• Data under study:
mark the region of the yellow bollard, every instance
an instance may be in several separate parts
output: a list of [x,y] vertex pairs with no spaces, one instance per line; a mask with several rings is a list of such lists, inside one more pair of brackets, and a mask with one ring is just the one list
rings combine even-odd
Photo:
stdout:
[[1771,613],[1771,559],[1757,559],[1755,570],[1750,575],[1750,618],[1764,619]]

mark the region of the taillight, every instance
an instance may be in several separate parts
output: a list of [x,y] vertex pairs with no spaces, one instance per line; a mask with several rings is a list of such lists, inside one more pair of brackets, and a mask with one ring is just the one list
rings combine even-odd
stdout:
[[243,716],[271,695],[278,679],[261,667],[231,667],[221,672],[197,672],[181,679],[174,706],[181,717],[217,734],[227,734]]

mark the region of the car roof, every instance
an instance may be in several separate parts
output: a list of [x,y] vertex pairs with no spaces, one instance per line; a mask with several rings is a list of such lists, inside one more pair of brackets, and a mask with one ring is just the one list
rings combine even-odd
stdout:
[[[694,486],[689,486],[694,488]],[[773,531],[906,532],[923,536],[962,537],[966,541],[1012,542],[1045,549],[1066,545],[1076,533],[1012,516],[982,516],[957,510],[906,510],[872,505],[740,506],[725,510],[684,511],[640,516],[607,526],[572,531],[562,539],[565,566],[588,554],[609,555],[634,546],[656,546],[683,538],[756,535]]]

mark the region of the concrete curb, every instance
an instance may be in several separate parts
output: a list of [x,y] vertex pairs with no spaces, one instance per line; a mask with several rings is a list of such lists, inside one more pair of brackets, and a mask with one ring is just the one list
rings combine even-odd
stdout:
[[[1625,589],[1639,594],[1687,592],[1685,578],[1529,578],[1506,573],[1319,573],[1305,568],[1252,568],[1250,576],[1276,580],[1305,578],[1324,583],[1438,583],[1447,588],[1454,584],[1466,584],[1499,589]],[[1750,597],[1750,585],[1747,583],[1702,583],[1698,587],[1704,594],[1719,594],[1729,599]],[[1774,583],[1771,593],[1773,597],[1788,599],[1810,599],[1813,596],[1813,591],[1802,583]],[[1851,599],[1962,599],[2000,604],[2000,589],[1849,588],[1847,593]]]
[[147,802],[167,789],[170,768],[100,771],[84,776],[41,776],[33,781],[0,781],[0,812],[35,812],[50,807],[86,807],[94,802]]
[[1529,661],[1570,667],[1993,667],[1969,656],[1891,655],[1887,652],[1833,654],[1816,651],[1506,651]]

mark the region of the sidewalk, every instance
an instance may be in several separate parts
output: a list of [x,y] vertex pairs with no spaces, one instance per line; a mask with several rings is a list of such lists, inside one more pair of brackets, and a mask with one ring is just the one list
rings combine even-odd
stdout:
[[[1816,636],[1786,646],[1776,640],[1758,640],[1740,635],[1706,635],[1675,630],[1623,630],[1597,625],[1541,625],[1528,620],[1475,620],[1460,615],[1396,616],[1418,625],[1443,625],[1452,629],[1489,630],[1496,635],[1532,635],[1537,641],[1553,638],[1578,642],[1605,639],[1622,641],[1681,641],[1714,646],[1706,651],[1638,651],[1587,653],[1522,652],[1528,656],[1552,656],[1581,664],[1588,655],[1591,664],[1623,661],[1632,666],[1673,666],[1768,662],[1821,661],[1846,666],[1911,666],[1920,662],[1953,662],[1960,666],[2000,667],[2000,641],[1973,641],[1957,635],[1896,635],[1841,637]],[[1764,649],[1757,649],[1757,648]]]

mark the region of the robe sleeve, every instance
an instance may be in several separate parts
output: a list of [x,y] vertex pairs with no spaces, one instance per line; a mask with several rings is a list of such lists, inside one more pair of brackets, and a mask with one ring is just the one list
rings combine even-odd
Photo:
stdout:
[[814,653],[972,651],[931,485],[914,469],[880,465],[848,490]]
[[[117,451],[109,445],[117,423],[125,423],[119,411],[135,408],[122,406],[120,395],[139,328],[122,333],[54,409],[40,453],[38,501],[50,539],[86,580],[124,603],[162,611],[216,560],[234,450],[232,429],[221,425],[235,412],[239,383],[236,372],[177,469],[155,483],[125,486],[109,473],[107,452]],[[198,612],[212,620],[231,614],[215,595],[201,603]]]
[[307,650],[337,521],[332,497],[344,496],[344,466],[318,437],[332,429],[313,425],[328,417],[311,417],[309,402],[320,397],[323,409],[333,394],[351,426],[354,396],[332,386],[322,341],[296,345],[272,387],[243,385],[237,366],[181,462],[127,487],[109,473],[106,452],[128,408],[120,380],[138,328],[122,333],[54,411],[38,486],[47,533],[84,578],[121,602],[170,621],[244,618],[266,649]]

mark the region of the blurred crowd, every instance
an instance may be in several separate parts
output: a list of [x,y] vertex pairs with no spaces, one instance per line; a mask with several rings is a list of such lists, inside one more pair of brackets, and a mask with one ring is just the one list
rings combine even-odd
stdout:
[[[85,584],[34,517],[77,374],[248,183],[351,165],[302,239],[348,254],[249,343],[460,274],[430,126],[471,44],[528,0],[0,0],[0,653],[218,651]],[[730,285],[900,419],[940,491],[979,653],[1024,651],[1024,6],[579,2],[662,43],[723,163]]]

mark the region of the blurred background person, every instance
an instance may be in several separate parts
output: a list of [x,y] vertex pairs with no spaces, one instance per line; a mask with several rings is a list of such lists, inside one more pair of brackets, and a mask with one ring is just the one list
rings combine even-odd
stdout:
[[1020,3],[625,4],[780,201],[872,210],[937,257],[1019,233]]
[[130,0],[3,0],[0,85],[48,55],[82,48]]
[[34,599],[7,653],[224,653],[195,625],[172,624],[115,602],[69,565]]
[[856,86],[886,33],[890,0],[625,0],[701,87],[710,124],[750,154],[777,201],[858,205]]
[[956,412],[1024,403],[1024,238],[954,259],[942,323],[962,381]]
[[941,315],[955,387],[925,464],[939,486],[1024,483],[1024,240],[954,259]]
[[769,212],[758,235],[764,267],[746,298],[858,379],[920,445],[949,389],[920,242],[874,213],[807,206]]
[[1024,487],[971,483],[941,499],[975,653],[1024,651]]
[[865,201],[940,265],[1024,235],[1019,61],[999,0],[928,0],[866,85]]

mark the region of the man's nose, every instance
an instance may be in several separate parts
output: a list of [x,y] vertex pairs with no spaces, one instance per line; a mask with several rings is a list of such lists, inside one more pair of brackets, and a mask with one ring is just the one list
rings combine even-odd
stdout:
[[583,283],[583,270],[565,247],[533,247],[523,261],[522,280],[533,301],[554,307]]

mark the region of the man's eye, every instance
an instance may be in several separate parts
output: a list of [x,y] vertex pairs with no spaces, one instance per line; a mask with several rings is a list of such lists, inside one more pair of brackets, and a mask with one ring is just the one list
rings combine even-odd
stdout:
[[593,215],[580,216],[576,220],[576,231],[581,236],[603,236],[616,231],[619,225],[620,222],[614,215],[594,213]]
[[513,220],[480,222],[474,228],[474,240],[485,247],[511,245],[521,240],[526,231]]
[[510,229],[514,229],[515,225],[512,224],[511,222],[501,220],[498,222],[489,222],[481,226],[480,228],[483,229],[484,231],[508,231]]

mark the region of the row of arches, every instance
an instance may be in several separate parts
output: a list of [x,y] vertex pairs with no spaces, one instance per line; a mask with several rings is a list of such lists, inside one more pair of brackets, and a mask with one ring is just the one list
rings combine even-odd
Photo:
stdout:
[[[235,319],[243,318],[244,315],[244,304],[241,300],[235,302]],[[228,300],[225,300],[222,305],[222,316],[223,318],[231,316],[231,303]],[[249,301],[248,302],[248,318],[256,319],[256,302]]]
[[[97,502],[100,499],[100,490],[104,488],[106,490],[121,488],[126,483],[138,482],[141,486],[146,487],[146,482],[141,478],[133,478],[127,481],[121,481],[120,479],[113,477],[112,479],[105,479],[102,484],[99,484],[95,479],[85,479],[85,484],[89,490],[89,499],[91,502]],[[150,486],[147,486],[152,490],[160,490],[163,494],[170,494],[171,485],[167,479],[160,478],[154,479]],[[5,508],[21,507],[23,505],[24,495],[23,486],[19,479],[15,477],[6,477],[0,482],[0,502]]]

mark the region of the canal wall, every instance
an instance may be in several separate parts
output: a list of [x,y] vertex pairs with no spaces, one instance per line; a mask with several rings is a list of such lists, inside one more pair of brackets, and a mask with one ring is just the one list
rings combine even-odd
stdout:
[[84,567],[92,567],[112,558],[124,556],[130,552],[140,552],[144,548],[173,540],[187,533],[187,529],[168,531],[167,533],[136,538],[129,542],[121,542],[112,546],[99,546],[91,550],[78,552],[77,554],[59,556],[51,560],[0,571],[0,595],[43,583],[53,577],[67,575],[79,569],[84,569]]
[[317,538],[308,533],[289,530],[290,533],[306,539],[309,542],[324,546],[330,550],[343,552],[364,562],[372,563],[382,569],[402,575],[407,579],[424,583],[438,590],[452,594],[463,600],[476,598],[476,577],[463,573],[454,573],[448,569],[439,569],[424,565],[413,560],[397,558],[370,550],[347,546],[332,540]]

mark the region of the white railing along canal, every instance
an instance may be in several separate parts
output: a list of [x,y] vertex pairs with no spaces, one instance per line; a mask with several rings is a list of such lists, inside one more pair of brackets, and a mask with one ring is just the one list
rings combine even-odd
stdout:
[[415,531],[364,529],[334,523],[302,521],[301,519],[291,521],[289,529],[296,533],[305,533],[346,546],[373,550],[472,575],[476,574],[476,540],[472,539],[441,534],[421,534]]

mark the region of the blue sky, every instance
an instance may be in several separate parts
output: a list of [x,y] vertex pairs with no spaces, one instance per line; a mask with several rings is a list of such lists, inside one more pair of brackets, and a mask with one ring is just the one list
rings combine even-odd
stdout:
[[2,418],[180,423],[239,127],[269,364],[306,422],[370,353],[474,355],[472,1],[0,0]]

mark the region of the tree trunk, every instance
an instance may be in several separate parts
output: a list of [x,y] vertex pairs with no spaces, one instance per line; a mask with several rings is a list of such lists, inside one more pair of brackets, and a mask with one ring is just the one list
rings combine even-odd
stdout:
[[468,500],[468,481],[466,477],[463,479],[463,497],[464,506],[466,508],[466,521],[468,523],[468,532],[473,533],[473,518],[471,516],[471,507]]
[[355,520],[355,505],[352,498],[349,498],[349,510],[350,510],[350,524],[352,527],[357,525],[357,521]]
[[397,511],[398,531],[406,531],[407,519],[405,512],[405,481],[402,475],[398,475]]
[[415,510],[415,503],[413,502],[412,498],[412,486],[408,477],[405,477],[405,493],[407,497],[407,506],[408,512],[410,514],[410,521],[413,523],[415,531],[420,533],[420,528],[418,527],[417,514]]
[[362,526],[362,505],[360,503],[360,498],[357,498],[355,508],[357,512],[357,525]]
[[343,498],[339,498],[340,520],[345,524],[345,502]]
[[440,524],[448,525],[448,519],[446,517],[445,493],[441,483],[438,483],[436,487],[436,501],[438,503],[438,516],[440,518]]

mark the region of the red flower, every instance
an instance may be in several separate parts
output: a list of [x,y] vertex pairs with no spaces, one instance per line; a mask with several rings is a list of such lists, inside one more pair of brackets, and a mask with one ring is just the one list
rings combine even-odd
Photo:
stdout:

• Task description:
Each line of the material that contains the string "blurred" has to be copied out.

• Answer to the problem:
mark the region of the blurred crowd, every instance
mark the region of the blurred background person, every instance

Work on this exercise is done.